### WHAT IS EXPECTED
Type out the records that follow, exactly as given.
-- -- --
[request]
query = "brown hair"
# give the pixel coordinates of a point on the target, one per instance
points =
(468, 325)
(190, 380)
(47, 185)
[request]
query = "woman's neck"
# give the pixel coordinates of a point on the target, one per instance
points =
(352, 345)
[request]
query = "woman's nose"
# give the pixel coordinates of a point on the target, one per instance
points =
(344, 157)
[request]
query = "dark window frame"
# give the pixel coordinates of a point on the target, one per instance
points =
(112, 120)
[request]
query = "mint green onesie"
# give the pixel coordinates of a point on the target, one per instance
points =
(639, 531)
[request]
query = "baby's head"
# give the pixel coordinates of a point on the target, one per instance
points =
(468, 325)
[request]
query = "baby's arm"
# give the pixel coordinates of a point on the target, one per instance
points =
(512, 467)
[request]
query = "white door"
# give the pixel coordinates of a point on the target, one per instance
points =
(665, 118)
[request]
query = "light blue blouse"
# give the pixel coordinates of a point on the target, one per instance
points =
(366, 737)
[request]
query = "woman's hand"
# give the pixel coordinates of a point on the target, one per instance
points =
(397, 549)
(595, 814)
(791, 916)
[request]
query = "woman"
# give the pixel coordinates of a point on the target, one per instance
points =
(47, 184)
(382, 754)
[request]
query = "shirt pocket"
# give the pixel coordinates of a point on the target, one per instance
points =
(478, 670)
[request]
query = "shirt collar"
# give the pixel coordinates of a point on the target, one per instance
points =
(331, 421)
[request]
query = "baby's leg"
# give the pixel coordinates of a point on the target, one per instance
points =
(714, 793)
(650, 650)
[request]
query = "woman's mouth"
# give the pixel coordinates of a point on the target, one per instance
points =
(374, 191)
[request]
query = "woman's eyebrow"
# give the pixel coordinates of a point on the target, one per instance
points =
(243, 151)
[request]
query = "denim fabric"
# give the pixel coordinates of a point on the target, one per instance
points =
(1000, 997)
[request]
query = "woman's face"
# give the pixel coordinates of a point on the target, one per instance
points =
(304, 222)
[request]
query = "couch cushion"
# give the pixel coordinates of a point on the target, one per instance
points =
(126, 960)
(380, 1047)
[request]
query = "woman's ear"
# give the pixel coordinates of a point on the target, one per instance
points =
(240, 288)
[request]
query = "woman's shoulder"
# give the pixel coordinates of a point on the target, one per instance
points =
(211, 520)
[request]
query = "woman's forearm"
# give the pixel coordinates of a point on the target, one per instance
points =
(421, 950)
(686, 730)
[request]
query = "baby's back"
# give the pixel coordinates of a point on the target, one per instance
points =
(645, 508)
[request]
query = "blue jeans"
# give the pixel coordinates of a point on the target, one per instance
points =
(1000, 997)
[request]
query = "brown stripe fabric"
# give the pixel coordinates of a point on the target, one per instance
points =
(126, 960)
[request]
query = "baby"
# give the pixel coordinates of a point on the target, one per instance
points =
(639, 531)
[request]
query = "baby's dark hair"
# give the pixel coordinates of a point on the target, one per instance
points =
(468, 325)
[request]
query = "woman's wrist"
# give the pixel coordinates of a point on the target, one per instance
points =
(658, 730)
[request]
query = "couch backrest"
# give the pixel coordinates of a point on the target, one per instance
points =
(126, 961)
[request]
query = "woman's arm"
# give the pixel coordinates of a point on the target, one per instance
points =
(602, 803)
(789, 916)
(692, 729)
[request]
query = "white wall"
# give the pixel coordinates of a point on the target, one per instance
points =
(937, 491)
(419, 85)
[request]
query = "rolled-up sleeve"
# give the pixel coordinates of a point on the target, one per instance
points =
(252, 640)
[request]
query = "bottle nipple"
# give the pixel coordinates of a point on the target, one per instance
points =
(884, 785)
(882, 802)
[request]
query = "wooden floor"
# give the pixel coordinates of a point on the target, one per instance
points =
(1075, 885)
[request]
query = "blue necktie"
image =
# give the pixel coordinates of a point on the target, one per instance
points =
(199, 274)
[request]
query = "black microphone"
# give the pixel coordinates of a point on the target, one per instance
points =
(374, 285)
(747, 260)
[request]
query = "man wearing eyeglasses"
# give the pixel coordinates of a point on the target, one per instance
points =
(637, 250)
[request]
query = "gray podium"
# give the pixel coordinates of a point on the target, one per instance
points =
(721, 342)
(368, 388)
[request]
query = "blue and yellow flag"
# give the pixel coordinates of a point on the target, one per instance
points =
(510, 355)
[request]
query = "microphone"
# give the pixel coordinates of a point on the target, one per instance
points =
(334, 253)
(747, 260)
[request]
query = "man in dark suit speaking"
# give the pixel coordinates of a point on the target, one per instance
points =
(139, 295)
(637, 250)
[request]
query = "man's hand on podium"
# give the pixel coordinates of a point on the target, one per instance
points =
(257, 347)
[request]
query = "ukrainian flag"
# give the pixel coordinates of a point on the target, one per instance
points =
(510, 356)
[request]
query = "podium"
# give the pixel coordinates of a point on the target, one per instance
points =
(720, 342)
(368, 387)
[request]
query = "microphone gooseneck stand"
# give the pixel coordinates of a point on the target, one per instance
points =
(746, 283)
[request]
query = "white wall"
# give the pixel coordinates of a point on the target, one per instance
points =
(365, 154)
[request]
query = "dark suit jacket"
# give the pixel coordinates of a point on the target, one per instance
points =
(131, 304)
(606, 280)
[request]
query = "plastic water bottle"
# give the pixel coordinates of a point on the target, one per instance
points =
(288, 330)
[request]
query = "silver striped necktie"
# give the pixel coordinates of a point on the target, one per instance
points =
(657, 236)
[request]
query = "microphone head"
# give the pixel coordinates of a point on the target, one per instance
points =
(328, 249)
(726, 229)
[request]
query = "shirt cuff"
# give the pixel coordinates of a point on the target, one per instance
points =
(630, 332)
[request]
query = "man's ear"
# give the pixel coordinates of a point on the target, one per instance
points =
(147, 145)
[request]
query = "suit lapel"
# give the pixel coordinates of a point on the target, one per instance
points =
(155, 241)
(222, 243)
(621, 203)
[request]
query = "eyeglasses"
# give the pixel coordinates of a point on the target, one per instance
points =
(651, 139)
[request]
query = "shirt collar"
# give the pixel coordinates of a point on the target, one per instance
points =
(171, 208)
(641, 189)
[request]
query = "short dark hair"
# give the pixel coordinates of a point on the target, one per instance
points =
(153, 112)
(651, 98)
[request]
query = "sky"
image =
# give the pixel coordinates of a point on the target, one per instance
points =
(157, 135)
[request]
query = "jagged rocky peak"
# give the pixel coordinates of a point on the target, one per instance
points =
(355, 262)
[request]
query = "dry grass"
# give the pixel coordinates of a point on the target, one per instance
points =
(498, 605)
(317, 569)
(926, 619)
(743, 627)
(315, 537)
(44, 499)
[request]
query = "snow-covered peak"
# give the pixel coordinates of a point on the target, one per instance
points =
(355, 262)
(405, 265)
-- -- --
### TASK SOLUTION
[request]
query = "brown hair"
# give the pixel coordinates of a point on the target, one per instance
points =
(468, 325)
(190, 380)
(47, 185)
[request]
query = "woman's neck"
# give the pixel coordinates of a point on the target, one per instance
points =
(352, 345)
[request]
query = "woman's nose"
# give the pixel coordinates of a point on the target, one per instance
points =
(344, 157)
[request]
query = "dark window frame"
# give the pixel coordinates of a point on the target, one per instance
points =
(112, 120)
[request]
query = "mint green onesie"
# give the pixel coordinates of a point on the target, one per instance
points =
(639, 531)
[request]
query = "baby's head"
# give the pixel coordinates of a point on the target, one per instance
points =
(468, 325)
[request]
query = "baby's arm"
# give the pixel coordinates of a point on the target, one per instance
points =
(512, 467)
[request]
query = "white door"
# give the pixel coordinates of a point on the target, one per instance
points =
(665, 118)
[request]
query = "light blue blouse"
# give the pixel coordinates of a point on the target, one per instance
points =
(366, 737)
[request]
query = "woman's hand"
# give the pixel coordinates of a point on the target, one per instance
points =
(397, 549)
(595, 814)
(791, 916)
[request]
query = "woman"
# give the pixel coordinates of a point on the target, one per instance
points =
(47, 184)
(382, 754)
[request]
query = "shirt pocket"
# give the pixel coordinates of a point on the target, one per instance
points =
(478, 670)
[request]
query = "shirt collar"
# give the pixel coordinates of a point on the target, one per instance
points =
(331, 421)
[request]
query = "baby's leg"
# give the pixel coordinates of a point on the target, one per instance
points =
(714, 793)
(650, 650)
[request]
query = "woman's mouth"
# give the pixel coordinates of a point on the target, one per instance
points =
(374, 191)
[request]
query = "woman's eyebrow"
# give the pixel coordinates of a point on the target, one per instance
points =
(243, 151)
[request]
query = "denim fabric"
# give the pixel coordinates of a point on the target, one per instance
points =
(1000, 997)
[request]
query = "woman's face"
# give the pixel coordinates of a point on the target, one per instance
points =
(304, 222)
[request]
query = "couch cushion"
# give the pixel coordinates of a point on the target, one per instance
points =
(126, 960)
(380, 1047)
[request]
query = "woman's ear"
# give the pixel coordinates of a point on the target, one per instance
points =
(240, 288)
[request]
query = "woman's shoulder"
# give the pixel coordinates of a point on the target, one per instance
points =
(211, 520)
[request]
query = "woman's forearm"
# give the pixel coordinates of a point on the target, one per instance
points =
(421, 950)
(686, 730)
[request]
query = "baby's back"
# give the pixel coordinates of a point on the target, one per instance
points =
(645, 508)
[request]
query = "blue jeans"
# give the pixel coordinates of a point on the target, one per instance
points =
(1000, 997)
[request]
query = "brown stripe fabric"
# give the pixel coordinates of a point on the target, one per instance
points =
(126, 960)
[request]
query = "baby"
# give the pixel coordinates of a point on the target, one per instance
points =
(639, 531)
[request]
query = "baby's dark hair"
# give the pixel coordinates of a point on the target, one per instance
points =
(468, 325)
[request]
query = "woman's wrist"
# give the pixel coordinates of a point on the target, one per instance
points =
(658, 730)
[request]
query = "couch backrest"
# give the pixel coordinates of a point on the target, one per instance
points =
(126, 961)
[request]
query = "woman's arm"
# give the pixel coordinates of a point on the target, one per instance
points =
(602, 803)
(789, 916)
(692, 729)
[request]
query = "white wall"
# give the pixel coordinates of a point on the target, one per instance
points =
(937, 491)
(419, 85)
[request]
query = "rolled-up sleeve"
# give the pixel coordinates of a point on the target, one per instance
points =
(252, 640)
[request]
query = "bottle nipple"
# give the pixel coordinates of a point on the target, one per instance
points =
(884, 785)
(882, 802)
[request]
query = "wooden floor"
# give the pixel coordinates of a point on the target, one per instance
points =
(1075, 885)
[request]
query = "blue necktie"
image =
# give the pixel coordinates of a point on the target, one per instance
points =
(199, 274)
[request]
query = "black microphone"
# give the pixel coordinates of a point on the target, one per instance
points =
(374, 285)
(747, 260)
[request]
query = "man wearing eyeglasses"
# give the pixel coordinates of a point on the target, one per instance
points =
(637, 250)
[request]
query = "gray podium"
# give the pixel coordinates of a point on the target, one per instance
points =
(721, 342)
(368, 388)
[request]
query = "blue and yellow flag"
# give the pixel coordinates of a point on the target, one per instance
points =
(510, 355)
[request]
query = "microphone"
# give the pixel coordinates of a point on the target, one per instance
points =
(334, 253)
(747, 260)
[request]
query = "man in dark suit speaking"
# give the pixel coordinates of a point on the target, one per instance
points =
(139, 295)
(637, 250)
[request]
query = "man's hand on podium"
# give the pixel coordinates of a point on the target, one per instance
points =
(257, 347)
[request]
query = "ukrainian flag"
# give the pixel coordinates of a point on the target, one per instance
points =
(510, 356)
[request]
query = "podium"
# give the pixel coordinates of a point on the target, one per instance
points =
(720, 342)
(368, 387)
[request]
query = "microphone gooseneck stand"
# give the pixel coordinates of a point on the target, one per instance
points =
(746, 283)
[request]
query = "white wall"
# give the pixel coordinates of a point on the target, one per instance
points =
(365, 154)
[request]
query = "dark suit jacket"
# give the pixel coordinates of a point on the target, one per instance
points =
(131, 304)
(606, 280)
[request]
query = "plastic water bottle"
# give the pixel coordinates of a point on the target, one per instance
points =
(288, 330)
[request]
query = "silver striped necktie"
# give the pixel coordinates of a point on the target, one per instance
points =
(657, 236)
[request]
query = "microphone head"
# give the pixel coordinates of a point on the target, one per instance
points =
(328, 249)
(726, 229)
[request]
query = "shirt cuff"
# give the pixel coordinates of a point on the target, one per instance
points =
(630, 332)
[request]
query = "man's ear"
# give the pixel coordinates of a point on the target, one per instance
points =
(147, 145)
[request]
query = "suit lapel"
# give the pixel coordinates of a point on the target, one per instance
points =
(155, 241)
(222, 243)
(621, 203)
[request]
query = "eyeglasses"
# give the pixel coordinates of a point on the target, one per instance
points =
(651, 139)
[request]
query = "shirt collar"
# give the pixel coordinates of a point on the target, one per instance
points =
(171, 208)
(641, 189)
[request]
query = "short dark hair"
# give the pixel coordinates of a point on the target, one per instance
points =
(153, 112)
(651, 98)
[request]
query = "sky"
image =
# give the pixel coordinates of a point on the target, one per instance
points =
(157, 135)
[request]
query = "jagged rocky peak"
# give the pixel coordinates of a point on the target, one per instance
points =
(355, 262)
[request]
query = "dry grass"
# give the pixel coordinates of a point on the target, one per instance
points =
(498, 605)
(317, 569)
(926, 619)
(743, 627)
(315, 537)
(44, 499)
[request]
query = "snow-covered peak"
# give the pixel coordinates of a point on the target, one per instance
points =
(355, 262)
(405, 265)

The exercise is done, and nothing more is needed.